**Prompt:** Output all of the entries exactly as written.
^^^^
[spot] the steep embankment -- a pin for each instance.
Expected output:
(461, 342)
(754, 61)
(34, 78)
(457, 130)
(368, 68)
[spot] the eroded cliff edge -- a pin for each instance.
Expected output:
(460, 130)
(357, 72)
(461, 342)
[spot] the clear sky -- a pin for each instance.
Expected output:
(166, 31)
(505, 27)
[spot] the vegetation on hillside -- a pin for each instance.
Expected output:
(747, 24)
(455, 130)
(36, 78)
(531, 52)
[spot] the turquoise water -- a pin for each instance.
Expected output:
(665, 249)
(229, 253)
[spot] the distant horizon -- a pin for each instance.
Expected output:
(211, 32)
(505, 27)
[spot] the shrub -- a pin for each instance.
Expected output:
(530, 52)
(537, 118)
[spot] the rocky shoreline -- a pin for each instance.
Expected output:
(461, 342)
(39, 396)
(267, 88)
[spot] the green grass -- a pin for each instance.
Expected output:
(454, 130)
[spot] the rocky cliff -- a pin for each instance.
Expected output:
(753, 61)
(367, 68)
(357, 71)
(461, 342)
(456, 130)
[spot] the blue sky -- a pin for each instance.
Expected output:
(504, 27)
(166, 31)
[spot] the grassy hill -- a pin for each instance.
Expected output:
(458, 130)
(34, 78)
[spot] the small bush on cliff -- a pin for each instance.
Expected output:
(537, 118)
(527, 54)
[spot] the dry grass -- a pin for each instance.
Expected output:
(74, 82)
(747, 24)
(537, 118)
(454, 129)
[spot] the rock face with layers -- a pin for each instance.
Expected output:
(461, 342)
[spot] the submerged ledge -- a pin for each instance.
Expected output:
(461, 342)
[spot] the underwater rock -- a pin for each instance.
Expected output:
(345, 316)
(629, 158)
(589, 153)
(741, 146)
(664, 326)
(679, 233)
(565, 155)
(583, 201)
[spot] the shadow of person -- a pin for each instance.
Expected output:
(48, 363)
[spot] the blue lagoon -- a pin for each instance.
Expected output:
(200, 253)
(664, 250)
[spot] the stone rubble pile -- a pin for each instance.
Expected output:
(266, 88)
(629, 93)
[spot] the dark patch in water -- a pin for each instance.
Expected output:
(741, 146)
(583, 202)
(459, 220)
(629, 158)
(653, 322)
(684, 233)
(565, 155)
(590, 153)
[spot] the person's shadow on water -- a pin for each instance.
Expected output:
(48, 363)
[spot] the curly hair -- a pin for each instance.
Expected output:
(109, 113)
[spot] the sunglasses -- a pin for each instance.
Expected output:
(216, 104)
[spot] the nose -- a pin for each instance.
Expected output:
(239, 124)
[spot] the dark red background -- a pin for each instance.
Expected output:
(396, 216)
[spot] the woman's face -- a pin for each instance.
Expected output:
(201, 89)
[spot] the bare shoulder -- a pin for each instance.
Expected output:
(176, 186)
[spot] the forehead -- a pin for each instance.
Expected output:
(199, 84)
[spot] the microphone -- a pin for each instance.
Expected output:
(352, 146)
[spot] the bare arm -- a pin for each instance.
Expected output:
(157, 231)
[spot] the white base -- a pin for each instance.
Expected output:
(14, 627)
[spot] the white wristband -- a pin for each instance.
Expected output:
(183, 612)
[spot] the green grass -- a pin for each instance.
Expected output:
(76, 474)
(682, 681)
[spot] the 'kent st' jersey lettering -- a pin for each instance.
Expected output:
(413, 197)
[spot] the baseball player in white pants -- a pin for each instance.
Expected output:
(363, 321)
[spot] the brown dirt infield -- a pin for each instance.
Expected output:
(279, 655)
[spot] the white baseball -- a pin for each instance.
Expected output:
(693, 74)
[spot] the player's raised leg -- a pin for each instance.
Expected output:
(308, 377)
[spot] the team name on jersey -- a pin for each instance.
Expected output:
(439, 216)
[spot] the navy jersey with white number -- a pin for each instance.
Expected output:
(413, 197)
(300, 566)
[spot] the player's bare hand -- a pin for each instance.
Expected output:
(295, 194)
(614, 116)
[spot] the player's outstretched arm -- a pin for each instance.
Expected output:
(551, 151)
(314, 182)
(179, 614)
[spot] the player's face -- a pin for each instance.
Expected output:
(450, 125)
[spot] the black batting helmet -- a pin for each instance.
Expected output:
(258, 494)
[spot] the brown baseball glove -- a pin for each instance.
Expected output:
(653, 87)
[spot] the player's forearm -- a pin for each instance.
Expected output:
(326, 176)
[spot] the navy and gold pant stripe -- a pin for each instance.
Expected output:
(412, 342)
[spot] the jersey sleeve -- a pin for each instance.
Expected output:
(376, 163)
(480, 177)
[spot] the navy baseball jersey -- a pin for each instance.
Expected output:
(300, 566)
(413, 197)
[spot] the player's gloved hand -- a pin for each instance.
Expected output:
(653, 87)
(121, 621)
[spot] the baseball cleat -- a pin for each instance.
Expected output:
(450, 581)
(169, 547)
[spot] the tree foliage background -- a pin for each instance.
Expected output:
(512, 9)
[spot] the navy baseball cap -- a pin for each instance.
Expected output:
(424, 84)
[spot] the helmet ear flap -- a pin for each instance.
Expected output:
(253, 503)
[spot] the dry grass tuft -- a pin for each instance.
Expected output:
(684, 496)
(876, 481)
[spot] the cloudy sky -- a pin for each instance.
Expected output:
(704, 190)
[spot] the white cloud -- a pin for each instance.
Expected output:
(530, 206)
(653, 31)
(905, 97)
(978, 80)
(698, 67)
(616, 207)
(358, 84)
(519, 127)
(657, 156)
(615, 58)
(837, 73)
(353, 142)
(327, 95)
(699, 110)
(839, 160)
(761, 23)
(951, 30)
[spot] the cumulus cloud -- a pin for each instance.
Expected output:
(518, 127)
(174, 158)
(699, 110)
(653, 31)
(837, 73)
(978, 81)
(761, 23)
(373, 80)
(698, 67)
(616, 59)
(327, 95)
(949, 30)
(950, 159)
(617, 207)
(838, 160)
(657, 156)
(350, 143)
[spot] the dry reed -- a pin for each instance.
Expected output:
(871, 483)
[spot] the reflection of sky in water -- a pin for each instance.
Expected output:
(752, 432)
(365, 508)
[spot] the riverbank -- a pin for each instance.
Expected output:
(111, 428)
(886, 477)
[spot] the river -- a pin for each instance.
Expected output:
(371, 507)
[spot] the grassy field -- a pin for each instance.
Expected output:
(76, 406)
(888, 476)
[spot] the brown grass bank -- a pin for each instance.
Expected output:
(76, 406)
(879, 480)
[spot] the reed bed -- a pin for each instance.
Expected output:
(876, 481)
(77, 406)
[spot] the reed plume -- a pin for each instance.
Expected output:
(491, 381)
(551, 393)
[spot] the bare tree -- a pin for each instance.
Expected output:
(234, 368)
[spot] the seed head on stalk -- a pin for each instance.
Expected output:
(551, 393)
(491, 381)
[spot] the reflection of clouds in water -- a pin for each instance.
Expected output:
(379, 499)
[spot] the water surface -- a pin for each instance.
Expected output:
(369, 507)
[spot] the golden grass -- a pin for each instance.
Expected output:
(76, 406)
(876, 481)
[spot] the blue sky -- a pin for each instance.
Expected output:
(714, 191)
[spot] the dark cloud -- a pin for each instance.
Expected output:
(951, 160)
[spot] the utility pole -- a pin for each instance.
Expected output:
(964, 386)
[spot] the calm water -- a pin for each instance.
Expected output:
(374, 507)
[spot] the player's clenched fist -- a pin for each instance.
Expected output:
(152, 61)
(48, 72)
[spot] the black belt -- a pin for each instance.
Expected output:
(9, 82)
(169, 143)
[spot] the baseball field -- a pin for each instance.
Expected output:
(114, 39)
^^^^
**Finished exercise:**
[spot] the steep embankment -- a pin for each instance.
Expected output:
(461, 342)
(754, 61)
(34, 78)
(457, 130)
(368, 68)
[spot] the eroded cliff edge -- a pin for each instance.
Expected output:
(460, 130)
(357, 72)
(461, 342)
[spot] the clear sky -- a pin for each instance.
Expected output:
(166, 31)
(505, 27)
[spot] the vegetation on hillside -- a pin for each instance.
Expected output:
(747, 24)
(455, 130)
(36, 78)
(531, 52)
[spot] the turquoise water -- a pin for each instance.
Expected output:
(665, 249)
(229, 253)
[spot] the distant horizon -- a pin for each instance.
Expected output:
(211, 32)
(505, 27)
[spot] the shrub -- a pin for each instance.
Expected output:
(530, 52)
(537, 118)
[spot] the rocky shoreline -- a pin for each instance.
Expected output:
(461, 342)
(39, 396)
(267, 88)
[spot] the green grass -- a pin for each instance.
Expected output:
(454, 130)
[spot] the rocky cliff -- a pin for each instance.
Expected output:
(753, 61)
(367, 68)
(357, 71)
(461, 342)
(456, 130)
[spot] the blue sky -- a pin for each instance.
Expected output:
(504, 27)
(166, 31)
[spot] the grassy hill -- a pin for each instance.
Expected output:
(458, 130)
(34, 78)
[spot] the small bush on cliff -- a pin for each instance.
Expected output:
(537, 118)
(527, 54)
[spot] the dry grass -- a pin for each instance.
Expected output:
(74, 82)
(747, 24)
(537, 118)
(454, 129)
[spot] the rock face with layers -- a pin for each instance.
Expected output:
(461, 342)
[spot] the submerged ledge -- a pin for each instance.
Expected output:
(461, 342)
[spot] the underwater rock -- a pin for each instance.
Expected output:
(345, 316)
(629, 158)
(589, 153)
(741, 146)
(664, 326)
(679, 233)
(565, 155)
(583, 201)
[spot] the shadow of person -- a pin for each instance.
Expected output:
(48, 363)
[spot] the blue lagoon -- a pin for each instance.
Expected output:
(200, 253)
(664, 250)
[spot] the stone rubble pile -- a pin for each instance.
Expected output:
(266, 88)
(629, 93)
[spot] the dark patch in water -- a pin for each instance.
Expected output:
(741, 146)
(583, 202)
(459, 220)
(629, 158)
(653, 322)
(684, 233)
(565, 155)
(590, 153)
[spot] the person's shadow on water -- a pin for each instance.
Expected output:
(48, 363)
[spot] the curly hair -- a pin for each instance.
Expected output:
(109, 113)
[spot] the sunglasses -- a pin for each instance.
Expected output:
(216, 104)
[spot] the nose -- a pin for each instance.
Expected output:
(239, 124)
[spot] the dark red background -- a pin for each instance.
Expected output:
(396, 216)
[spot] the woman's face -- a pin for each instance.
Expected output:
(201, 89)
[spot] the bare shoulder -- a pin for each instance.
Expected output:
(176, 186)
[spot] the forehead -- a pin for each instance.
Expected output:
(199, 84)
[spot] the microphone -- a pin for each instance.
Expected output:
(352, 146)
[spot] the bare arm -- a pin for each instance.
Expected output:
(157, 231)
[spot] the white base -- a pin for each instance.
Expected output:
(14, 627)
[spot] the white wristband -- a pin for each instance.
Expected output:
(183, 612)
[spot] the green grass -- a pin for each instance.
Expected output:
(76, 474)
(682, 681)
[spot] the 'kent st' jersey lettering -- a pin for each instance.
Expected output:
(413, 197)
[spot] the baseball player in white pants -- a pin for each instance.
Expected output:
(363, 321)
[spot] the brown dirt infield -- a pin for each instance.
Expected output:
(279, 655)
[spot] the white baseball -- a pin for each instance.
Expected output:
(693, 74)
[spot] the player's raised leg -- a pin for each instance.
Expected output:
(308, 377)
[spot] the team name on jersey -- a pin for each instance.
Expected output:
(439, 216)
[spot] the navy jersey with white number -- a pin for each instance.
Expected output:
(413, 197)
(300, 566)
[spot] the player's bare hand -- a pin for each instance.
Expected output:
(295, 194)
(614, 116)
[spot] the player's outstretched arm -- a pin for each instance.
Expected output:
(551, 151)
(314, 182)
(179, 614)
[spot] the player's face -- a pin for each instance.
Expected output:
(450, 125)
[spot] the black batting helmet -- a pin for each instance.
Expected output:
(258, 494)
[spot] the brown baseball glove -- a pin for each instance.
Expected output:
(653, 87)
[spot] the player's forearm -- a pin for each instance.
Expected output:
(326, 176)
[spot] the navy and gold pant stripe -- a pin for each instance.
Expected output:
(412, 342)
[spot] the jersey sleeve -- a pin for each instance.
Expected output:
(376, 163)
(480, 177)
[spot] the navy baseball jersey -- a pin for each instance.
Expected output:
(300, 566)
(413, 197)
[spot] the player's gloved hand -- a pin for each instance.
Expected output:
(653, 87)
(121, 621)
[spot] the baseball cleat -- a pin for each instance.
Expected output:
(450, 581)
(169, 547)
[spot] the tree foliage background -- a pin for each instance.
Expected output:
(512, 9)
[spot] the navy baseball cap -- a pin for each instance.
Expected output:
(424, 84)
[spot] the helmet ear flap -- a pin for each instance.
Expected output:
(253, 503)
[spot] the dry grass tuft -- a pin for each instance.
Expected output:
(684, 496)
(876, 481)
[spot] the cloudy sky -- a pin for each instance.
Expected output:
(704, 190)
[spot] the white cloud -- a pin for each instance.
Expected output:
(530, 206)
(653, 31)
(905, 97)
(978, 80)
(698, 67)
(616, 207)
(358, 84)
(519, 127)
(657, 156)
(615, 58)
(837, 73)
(353, 142)
(327, 95)
(699, 110)
(839, 160)
(761, 23)
(951, 30)
[spot] the cumulus cloud -- a pin for each instance.
Expected output:
(518, 127)
(174, 158)
(699, 110)
(653, 31)
(837, 73)
(978, 81)
(761, 23)
(373, 80)
(698, 67)
(616, 59)
(327, 95)
(949, 30)
(950, 159)
(617, 207)
(838, 160)
(657, 156)
(350, 143)
[spot] the dry reed -- a pin for each instance.
Expected output:
(871, 483)
[spot] the reflection of sky in water -- a pin for each instance.
Expected output:
(752, 432)
(365, 508)
[spot] the riverbank -- a pin for each instance.
Expected output:
(111, 428)
(886, 477)
[spot] the river -- a pin for each instance.
Expected output:
(371, 507)
[spot] the grassy field -- a pin for each instance.
Expected output:
(76, 406)
(888, 476)
[spot] the brown grass bank -- a pin for each instance.
Expected output:
(76, 406)
(879, 480)
[spot] the reed bed -- a pin for each instance.
Expected output:
(876, 481)
(77, 406)
[spot] the reed plume -- a pin for each instance.
Expected output:
(491, 381)
(551, 393)
[spot] the bare tree -- a pin for each instance.
Expected output:
(234, 368)
[spot] the seed head on stalk -- a pin for each instance.
Expected output:
(551, 393)
(491, 381)
[spot] the reflection of clouds in water -- a pin for each instance.
Expected output:
(379, 499)
[spot] the water surface -- a pin for each instance.
Expected output:
(369, 507)
[spot] the golden grass -- a pin for each instance.
Expected output:
(76, 406)
(876, 481)
[spot] the blue sky -- a pin for each instance.
Expected output:
(714, 191)
[spot] the dark cloud -- a pin for each instance.
Expected output:
(951, 160)
[spot] the utility pole -- a pin for each instance.
Expected output:
(964, 386)
[spot] the calm water -- a pin for each instance.
Expected output:
(374, 507)
[spot] the player's clenched fist -- a pin for each instance.
Expected output:
(152, 61)
(48, 72)
[spot] the black belt -- a pin for each instance.
Expected output:
(9, 82)
(169, 143)
[spot] the baseball field -- a pin for each instance.
Expected output:
(114, 39)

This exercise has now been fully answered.